> [Task details] Count the lines in the entries below that contain the string "road", with case counting, and reply with that number alone.

> [Input]
>> BEGIN

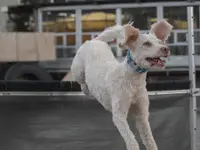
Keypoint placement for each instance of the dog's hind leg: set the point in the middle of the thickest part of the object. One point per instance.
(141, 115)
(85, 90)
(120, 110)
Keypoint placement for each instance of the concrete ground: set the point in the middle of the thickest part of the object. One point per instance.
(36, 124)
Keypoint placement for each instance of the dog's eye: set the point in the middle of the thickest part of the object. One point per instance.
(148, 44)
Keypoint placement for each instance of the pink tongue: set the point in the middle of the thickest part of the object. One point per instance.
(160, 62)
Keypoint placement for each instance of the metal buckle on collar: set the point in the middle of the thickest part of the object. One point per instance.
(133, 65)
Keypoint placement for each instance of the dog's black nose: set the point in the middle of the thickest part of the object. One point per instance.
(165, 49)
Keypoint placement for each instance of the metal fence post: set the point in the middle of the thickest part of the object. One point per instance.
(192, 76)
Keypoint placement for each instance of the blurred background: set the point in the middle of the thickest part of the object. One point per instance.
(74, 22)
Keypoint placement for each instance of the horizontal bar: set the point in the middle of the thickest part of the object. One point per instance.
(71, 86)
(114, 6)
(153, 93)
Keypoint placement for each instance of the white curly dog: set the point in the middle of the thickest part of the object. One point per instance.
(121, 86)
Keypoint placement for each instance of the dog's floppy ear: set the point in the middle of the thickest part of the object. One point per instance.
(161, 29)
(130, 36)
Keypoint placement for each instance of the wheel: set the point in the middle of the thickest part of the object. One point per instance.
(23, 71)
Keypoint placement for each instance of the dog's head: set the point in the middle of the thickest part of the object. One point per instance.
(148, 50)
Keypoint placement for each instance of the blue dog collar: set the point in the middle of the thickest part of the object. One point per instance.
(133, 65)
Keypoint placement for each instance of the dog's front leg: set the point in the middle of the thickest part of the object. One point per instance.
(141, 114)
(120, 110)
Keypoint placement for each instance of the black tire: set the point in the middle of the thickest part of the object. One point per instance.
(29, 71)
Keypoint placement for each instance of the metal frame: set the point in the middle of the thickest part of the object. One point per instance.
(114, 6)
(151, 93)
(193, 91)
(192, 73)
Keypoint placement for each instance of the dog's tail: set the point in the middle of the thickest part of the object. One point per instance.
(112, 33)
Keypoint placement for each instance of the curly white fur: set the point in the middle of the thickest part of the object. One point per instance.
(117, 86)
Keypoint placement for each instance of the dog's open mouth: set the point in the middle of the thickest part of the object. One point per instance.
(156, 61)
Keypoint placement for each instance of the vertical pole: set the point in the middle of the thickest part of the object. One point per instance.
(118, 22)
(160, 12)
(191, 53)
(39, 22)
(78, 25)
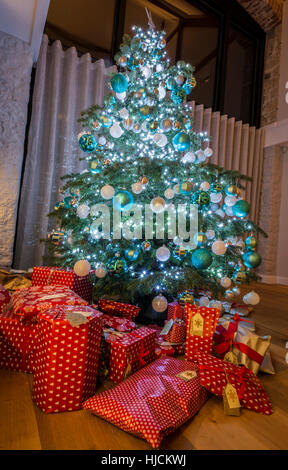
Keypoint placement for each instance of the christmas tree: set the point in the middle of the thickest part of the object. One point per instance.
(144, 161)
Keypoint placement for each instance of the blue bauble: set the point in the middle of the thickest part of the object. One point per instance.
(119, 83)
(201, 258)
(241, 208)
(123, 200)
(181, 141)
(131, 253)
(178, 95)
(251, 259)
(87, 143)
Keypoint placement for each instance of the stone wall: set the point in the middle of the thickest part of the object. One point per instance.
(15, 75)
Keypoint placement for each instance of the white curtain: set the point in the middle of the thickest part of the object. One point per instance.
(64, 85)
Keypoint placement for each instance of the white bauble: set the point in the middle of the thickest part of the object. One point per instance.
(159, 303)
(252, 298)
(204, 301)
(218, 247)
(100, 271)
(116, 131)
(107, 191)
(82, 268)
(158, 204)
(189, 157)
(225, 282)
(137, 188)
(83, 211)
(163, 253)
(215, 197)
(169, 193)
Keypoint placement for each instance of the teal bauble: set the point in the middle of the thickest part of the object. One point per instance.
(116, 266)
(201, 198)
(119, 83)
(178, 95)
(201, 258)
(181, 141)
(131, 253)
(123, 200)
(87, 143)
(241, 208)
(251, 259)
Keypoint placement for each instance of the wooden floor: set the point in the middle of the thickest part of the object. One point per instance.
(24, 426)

>> END
>> BEGIN

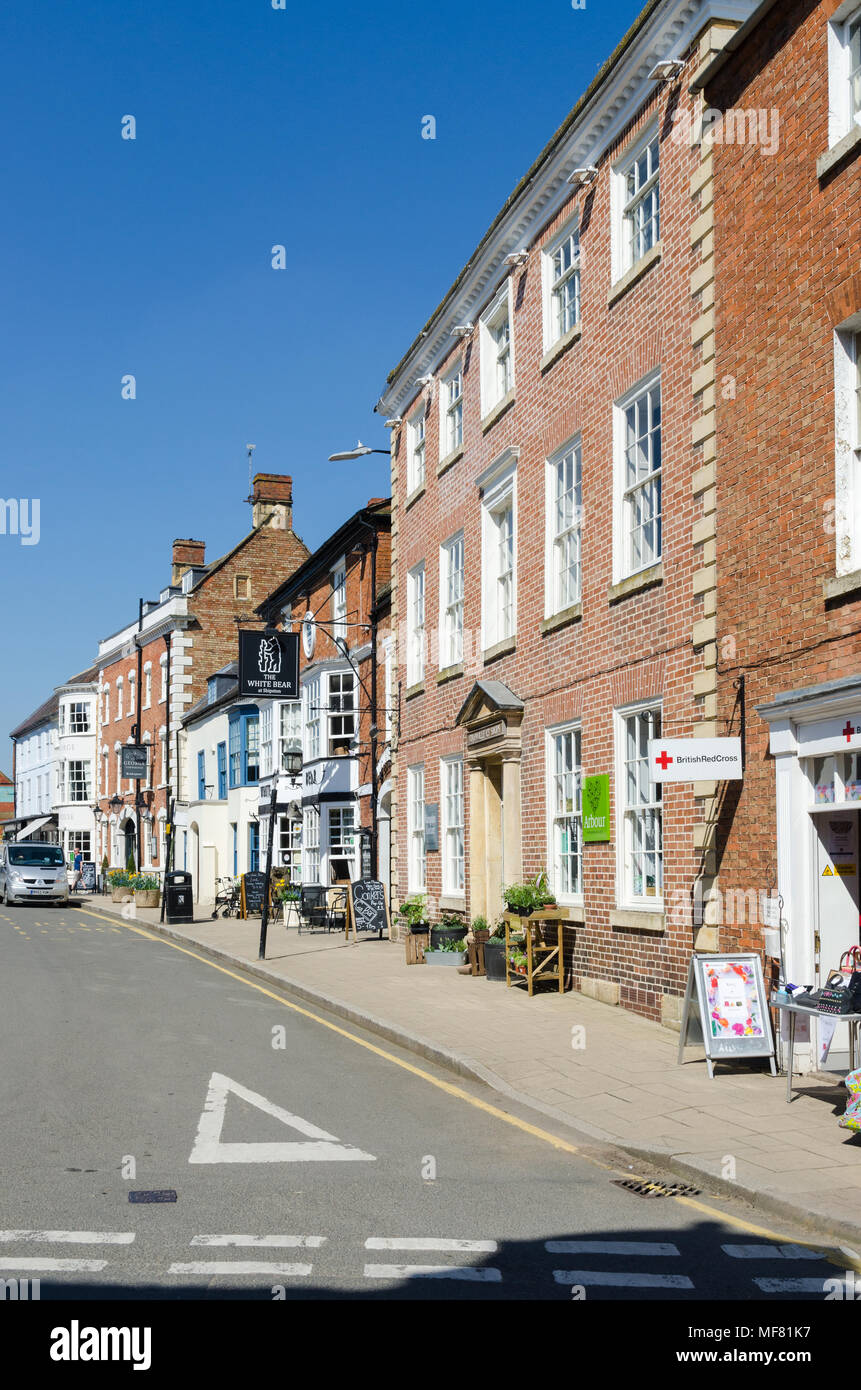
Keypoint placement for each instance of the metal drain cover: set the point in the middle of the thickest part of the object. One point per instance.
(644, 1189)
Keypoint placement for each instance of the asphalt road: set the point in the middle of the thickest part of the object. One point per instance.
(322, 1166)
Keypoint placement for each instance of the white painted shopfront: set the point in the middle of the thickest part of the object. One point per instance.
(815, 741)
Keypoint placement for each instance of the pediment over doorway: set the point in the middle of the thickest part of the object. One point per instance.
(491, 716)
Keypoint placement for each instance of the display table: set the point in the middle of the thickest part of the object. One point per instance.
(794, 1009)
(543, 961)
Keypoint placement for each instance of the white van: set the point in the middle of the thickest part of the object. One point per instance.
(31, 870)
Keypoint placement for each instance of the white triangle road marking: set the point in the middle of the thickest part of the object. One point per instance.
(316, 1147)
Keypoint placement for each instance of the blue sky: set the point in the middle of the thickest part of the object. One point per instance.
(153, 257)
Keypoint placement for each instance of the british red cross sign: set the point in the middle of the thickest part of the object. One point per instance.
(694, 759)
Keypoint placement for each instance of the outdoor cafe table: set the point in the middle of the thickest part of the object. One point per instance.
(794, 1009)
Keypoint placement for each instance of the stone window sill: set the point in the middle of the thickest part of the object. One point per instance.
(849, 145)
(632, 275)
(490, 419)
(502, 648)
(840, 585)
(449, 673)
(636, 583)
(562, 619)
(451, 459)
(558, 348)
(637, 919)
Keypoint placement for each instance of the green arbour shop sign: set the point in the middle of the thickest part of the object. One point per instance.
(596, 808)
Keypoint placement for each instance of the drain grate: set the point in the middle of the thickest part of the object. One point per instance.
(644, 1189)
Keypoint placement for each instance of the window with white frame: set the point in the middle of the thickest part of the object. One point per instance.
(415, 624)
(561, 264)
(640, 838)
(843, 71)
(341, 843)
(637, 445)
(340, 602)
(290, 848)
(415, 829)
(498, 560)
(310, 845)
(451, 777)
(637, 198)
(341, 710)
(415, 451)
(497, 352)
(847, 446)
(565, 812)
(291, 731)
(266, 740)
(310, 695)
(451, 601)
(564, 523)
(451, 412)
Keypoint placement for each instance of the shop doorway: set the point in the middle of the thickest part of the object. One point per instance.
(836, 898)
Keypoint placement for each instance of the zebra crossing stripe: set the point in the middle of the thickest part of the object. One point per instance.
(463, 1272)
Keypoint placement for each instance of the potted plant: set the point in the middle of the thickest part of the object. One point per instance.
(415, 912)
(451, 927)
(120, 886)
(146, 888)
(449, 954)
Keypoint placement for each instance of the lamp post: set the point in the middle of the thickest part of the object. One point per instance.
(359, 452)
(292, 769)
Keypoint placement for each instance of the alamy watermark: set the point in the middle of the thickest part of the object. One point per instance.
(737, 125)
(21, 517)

>> END

> [The response] 2